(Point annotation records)
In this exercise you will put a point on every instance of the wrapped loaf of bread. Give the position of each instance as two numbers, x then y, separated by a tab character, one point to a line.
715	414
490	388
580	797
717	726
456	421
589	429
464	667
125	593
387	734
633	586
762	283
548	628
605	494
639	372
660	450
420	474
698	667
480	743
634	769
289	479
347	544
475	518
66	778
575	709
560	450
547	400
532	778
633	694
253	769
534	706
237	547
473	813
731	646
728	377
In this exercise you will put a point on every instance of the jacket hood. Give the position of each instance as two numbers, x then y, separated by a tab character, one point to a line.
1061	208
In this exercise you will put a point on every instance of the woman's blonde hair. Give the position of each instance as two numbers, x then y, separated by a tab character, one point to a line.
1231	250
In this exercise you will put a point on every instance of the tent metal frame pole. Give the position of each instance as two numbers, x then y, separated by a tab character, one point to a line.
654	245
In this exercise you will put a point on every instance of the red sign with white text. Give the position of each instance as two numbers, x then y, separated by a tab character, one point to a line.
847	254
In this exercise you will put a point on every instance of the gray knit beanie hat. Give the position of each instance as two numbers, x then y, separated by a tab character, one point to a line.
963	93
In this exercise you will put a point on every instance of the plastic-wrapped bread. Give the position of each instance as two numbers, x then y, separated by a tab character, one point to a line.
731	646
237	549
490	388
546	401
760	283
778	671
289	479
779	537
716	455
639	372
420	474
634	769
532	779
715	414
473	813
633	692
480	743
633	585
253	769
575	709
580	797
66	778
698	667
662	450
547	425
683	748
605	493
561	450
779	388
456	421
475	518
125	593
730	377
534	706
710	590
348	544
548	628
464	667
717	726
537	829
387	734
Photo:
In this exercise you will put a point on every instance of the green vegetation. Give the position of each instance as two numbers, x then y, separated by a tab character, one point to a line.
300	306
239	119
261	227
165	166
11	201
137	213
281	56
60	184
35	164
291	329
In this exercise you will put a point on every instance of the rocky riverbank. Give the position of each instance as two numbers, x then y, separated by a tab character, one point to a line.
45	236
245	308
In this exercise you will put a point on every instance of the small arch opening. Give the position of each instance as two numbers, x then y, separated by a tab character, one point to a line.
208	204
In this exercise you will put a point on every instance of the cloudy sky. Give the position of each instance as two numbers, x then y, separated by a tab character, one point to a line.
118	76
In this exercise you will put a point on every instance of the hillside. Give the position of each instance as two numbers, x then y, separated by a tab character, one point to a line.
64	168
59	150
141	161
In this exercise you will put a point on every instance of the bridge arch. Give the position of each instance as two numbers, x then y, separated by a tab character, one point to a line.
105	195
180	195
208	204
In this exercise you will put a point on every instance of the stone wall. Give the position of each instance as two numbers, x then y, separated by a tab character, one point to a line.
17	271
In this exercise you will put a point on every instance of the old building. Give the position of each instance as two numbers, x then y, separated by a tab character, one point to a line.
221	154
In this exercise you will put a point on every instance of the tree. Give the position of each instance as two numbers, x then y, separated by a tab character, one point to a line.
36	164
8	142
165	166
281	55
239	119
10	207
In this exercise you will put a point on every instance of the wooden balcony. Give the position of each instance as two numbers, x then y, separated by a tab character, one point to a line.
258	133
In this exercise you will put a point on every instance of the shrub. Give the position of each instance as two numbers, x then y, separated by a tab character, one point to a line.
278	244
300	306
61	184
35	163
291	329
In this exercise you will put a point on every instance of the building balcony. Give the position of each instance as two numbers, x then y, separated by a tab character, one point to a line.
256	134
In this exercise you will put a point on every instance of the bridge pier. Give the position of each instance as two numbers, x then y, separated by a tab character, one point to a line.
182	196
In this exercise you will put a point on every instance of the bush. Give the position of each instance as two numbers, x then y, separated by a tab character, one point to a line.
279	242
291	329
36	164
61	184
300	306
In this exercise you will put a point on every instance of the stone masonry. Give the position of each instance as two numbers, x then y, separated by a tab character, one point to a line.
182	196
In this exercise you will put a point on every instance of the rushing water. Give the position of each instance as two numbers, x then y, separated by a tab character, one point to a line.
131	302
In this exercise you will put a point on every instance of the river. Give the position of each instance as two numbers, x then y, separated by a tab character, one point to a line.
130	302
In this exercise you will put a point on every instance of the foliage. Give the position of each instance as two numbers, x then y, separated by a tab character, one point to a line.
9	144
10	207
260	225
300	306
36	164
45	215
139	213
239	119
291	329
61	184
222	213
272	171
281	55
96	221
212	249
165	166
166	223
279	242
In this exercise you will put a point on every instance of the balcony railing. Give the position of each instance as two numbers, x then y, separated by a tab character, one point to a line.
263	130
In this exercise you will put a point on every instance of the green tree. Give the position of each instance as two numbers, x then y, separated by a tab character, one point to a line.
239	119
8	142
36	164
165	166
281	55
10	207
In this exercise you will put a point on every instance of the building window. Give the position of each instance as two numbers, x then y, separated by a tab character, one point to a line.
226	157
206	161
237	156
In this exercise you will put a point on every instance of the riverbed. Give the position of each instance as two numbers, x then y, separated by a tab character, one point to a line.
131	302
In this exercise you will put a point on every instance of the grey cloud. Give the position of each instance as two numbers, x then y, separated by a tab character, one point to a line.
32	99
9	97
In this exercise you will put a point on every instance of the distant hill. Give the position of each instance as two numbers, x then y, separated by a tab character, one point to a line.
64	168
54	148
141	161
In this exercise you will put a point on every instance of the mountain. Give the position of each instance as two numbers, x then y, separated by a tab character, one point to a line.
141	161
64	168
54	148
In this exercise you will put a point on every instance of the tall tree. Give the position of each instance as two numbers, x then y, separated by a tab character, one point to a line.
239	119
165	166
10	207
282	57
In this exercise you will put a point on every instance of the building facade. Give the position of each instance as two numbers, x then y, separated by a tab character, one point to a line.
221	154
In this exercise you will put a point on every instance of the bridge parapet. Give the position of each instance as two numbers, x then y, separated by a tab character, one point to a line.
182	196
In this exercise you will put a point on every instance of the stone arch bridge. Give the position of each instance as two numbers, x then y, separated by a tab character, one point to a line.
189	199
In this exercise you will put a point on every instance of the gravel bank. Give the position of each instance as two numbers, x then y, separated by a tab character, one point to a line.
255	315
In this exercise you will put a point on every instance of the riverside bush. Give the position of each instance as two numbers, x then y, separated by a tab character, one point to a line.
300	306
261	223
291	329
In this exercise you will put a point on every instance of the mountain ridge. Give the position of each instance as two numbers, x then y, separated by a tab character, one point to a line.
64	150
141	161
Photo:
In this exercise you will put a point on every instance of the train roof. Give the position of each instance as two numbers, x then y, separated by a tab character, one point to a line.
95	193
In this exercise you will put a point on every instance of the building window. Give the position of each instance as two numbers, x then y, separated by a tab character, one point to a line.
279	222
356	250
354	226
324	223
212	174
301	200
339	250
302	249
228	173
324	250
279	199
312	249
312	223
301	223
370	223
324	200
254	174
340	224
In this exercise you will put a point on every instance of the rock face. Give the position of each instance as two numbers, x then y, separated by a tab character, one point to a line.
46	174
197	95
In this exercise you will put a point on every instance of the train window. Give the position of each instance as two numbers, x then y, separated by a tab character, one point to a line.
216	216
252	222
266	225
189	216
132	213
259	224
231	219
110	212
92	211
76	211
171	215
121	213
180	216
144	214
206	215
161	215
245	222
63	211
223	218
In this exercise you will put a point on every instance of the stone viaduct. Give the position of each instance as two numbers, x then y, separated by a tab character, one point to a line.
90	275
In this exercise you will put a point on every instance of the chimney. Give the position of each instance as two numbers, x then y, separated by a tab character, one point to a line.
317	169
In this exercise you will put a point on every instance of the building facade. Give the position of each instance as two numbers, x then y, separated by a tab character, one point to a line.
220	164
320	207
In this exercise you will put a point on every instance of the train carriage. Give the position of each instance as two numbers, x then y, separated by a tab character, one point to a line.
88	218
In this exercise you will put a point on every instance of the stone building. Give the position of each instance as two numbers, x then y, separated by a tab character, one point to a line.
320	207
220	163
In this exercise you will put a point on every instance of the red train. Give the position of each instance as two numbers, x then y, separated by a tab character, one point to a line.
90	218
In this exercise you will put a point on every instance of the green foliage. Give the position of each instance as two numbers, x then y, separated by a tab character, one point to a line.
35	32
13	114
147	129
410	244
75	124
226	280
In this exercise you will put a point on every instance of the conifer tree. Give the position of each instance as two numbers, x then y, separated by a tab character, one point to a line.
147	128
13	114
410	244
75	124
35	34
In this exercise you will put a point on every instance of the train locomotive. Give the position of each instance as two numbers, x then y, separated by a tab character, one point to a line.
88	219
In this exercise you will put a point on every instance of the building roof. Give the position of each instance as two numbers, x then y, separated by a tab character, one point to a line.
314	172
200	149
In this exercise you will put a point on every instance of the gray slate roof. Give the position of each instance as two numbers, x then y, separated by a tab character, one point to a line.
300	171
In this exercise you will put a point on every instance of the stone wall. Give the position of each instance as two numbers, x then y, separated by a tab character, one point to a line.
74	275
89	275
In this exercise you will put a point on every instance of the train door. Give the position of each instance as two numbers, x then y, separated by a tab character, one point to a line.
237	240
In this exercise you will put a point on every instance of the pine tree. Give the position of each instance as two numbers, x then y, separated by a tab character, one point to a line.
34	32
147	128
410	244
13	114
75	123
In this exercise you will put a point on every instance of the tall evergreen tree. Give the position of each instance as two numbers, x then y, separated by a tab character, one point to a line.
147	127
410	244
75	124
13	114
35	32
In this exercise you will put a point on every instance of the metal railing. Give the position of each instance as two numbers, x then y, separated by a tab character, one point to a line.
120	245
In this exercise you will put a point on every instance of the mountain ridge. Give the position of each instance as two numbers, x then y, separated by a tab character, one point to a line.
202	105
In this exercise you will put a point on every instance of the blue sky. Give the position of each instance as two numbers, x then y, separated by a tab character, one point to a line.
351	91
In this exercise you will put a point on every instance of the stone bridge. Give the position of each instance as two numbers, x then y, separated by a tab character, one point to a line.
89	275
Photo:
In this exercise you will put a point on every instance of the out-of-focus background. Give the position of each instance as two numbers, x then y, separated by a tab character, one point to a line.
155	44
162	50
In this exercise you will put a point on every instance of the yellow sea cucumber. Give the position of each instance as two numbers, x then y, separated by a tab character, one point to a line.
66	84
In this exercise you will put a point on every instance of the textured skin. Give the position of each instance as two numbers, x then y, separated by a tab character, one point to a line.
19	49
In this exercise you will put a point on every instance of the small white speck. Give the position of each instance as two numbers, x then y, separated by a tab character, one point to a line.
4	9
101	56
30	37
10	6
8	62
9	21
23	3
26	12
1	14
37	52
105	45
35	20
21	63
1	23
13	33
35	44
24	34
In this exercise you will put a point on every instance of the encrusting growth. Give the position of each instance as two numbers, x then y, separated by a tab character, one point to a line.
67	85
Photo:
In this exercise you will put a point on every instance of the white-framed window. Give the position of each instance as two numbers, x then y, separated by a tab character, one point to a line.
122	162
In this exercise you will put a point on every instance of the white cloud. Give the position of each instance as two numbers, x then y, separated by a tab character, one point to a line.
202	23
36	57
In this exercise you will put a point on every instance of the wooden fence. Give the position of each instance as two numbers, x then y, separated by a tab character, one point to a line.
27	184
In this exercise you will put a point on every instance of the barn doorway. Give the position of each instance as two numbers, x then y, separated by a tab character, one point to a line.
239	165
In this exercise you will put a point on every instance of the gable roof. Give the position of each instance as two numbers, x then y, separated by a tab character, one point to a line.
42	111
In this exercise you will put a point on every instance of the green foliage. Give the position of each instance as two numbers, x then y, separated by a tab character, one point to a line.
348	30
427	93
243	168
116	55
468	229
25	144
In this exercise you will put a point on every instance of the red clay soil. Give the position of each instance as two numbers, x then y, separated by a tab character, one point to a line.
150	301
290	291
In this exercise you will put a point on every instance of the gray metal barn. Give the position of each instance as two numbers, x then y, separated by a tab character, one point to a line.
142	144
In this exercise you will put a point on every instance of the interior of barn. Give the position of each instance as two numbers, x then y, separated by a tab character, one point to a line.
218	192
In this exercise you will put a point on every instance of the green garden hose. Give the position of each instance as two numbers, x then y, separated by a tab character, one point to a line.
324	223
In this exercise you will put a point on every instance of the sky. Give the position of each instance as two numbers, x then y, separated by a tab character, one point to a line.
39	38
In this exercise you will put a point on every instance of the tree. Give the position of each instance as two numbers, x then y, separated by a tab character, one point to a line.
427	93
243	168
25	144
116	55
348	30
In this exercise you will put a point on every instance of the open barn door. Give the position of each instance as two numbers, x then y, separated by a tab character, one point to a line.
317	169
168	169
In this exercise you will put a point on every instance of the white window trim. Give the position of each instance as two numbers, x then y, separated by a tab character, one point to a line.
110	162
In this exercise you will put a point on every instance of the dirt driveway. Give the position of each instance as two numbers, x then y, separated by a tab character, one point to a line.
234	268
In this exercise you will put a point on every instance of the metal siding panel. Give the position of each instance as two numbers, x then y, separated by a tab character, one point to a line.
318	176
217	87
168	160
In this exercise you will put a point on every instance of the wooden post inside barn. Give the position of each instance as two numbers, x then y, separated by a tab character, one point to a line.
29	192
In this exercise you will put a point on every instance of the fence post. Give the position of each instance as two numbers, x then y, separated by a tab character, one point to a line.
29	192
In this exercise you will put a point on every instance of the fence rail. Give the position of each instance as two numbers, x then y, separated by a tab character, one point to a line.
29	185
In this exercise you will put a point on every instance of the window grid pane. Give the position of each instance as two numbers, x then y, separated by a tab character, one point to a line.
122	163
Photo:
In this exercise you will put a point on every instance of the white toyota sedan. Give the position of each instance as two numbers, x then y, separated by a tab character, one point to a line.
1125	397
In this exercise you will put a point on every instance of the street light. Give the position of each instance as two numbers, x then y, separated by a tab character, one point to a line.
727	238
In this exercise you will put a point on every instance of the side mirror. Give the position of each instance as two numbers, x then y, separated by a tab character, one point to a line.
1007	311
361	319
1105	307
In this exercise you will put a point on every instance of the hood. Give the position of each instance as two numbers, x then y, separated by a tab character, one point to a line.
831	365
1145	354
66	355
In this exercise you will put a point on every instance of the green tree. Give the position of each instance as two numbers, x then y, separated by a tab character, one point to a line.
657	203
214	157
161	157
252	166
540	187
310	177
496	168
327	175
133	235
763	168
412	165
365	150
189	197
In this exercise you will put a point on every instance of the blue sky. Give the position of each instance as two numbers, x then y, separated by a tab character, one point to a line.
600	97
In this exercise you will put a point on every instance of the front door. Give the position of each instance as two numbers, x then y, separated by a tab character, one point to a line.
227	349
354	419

* [Task details] Output the lines from the line containing "of the front" to the end, both included; add nothing.

* [Full answer]
In this exercise you will put a point on every instance of the front door. Give the position of each instance as two numbers, x then y, separated by a tab character, one point to a line.
227	349
354	419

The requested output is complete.